::: LISTED RECORDS

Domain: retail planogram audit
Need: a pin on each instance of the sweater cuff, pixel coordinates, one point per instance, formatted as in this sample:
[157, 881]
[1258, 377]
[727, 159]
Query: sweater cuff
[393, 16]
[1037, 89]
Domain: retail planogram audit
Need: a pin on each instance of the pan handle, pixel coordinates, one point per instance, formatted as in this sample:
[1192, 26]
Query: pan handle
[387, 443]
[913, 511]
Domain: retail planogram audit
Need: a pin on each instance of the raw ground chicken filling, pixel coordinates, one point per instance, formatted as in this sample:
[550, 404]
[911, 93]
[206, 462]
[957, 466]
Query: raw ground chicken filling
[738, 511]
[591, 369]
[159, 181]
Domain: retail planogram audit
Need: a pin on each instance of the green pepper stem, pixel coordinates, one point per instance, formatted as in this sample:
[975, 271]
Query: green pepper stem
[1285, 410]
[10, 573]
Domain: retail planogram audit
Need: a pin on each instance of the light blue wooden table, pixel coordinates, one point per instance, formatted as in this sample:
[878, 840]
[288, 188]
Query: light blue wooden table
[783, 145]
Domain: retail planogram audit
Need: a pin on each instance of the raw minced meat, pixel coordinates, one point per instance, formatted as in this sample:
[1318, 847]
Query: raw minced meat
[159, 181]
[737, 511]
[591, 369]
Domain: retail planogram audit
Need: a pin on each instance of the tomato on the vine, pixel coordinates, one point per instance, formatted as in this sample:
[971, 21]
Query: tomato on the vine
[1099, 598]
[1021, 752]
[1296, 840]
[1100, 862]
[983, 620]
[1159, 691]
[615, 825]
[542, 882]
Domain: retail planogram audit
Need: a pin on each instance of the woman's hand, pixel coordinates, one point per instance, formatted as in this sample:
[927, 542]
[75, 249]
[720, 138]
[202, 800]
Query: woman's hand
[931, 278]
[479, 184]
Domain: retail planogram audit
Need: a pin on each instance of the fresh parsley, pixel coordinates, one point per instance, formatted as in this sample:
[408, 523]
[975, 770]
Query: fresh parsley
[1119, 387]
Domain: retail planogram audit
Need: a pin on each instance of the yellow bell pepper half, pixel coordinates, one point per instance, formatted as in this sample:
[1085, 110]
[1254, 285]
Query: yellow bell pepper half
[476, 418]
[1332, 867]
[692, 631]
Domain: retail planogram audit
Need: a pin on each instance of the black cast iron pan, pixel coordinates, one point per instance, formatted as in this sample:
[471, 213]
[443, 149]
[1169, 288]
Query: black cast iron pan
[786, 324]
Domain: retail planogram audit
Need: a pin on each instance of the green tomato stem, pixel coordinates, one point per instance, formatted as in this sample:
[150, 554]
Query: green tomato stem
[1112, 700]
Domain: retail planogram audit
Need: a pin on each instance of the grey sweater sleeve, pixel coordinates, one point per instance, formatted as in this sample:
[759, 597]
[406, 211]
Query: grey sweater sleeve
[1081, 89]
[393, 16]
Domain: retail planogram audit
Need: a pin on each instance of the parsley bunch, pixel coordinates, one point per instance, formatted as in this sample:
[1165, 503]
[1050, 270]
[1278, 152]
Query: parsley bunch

::::::

• TASK DESCRIPTION: The entries above must be returned exactly.

• CORRECT RESULT:
Domain: retail planogram audit
Need: a pin on each instance of the sweater cuff, pixel coordinates, one point per instance, formatted as in this sample:
[157, 881]
[1258, 377]
[727, 159]
Query: sweater cuff
[393, 16]
[1037, 89]
Domain: retail planogram audit
Need: a pin on each instance of the pan handle, pixel coordinates, one point per instance, formatted as in this sample:
[1192, 26]
Query: pan handle
[387, 443]
[913, 511]
Domain: retail planogram audit
Need: a pin on each instance of the raw ground chicken filling, pixel coordinates, one point per instance, formatted as in this sample:
[550, 404]
[911, 93]
[206, 462]
[957, 466]
Query: raw ground chicken filling
[738, 511]
[591, 369]
[159, 181]
Domain: retail planogram audit
Need: a pin on each instance of the green pepper stem, pixel coordinates, one point per instance, formatted as in this sample:
[975, 271]
Query: green pepper stem
[1285, 410]
[10, 573]
Domain: retail planogram audit
Need: a pin on each instance of the light blue wooden table, pixel coordinates, one point per instance, formatted as in this sample:
[878, 840]
[288, 188]
Query: light blue wooden table
[783, 145]
Domain: retail planogram audit
Need: a pin on each instance of the raw minced meat, pixel coordinates, one point per instance, formatted as in this sample:
[1318, 847]
Query: raw minced meat
[159, 181]
[737, 511]
[591, 369]
Domain: retail planogram audit
Need: a pin on each instance of the tomato on the vine, pixel coordinates, one point per instance, formatted as in this sample:
[971, 21]
Query: tomato on the vine
[1099, 598]
[1021, 752]
[1296, 840]
[1100, 862]
[983, 620]
[1159, 691]
[615, 825]
[542, 882]
Domain: retail planogram audit
Need: a pin on each instance of the woman's hand, pixel coordinates, one point per instance, formatted as in this sample:
[927, 542]
[75, 249]
[720, 138]
[202, 800]
Query: woman's hand
[931, 278]
[479, 184]
Domain: retail planogram audit
Need: a pin on each instance of the fresh parsley, pixel coordinates, one point per instance, formatted as in this sample:
[408, 523]
[975, 770]
Query: fresh parsley
[1119, 387]
Domain: retail planogram audit
Need: a pin on each instance of the yellow bell pepper half, pixel coordinates, one point per instance, formatted as in this sample:
[1085, 110]
[1254, 285]
Query: yellow bell pepper half
[476, 418]
[1332, 867]
[692, 631]
Domain: retail planogram audit
Need: a pin on each instance of the black cast iron pan, pixel coordinates, one point per instance, formatted as in this sample:
[471, 213]
[443, 149]
[1169, 288]
Query: black cast iron pan
[786, 324]
Domain: retail planogram audit
Need: a pin on each instance of the green tomato stem, pixel coordinates, one point per instance, formatted as in this sample:
[150, 554]
Query: green tomato stem
[1112, 700]
Domain: retail planogram audit
Need: a pin on each instance of the grey sweater sleeve, pixel coordinates, one point per instance, formatted as in this sample:
[759, 597]
[406, 211]
Query: grey sweater sleeve
[1081, 89]
[393, 16]
Domain: retail planogram audit
Need: a pin on each instance of the parsley bunch, pixel coordinates, one point per instance, formatted as in this sample:
[1165, 503]
[1050, 270]
[1278, 152]
Query: parsley bunch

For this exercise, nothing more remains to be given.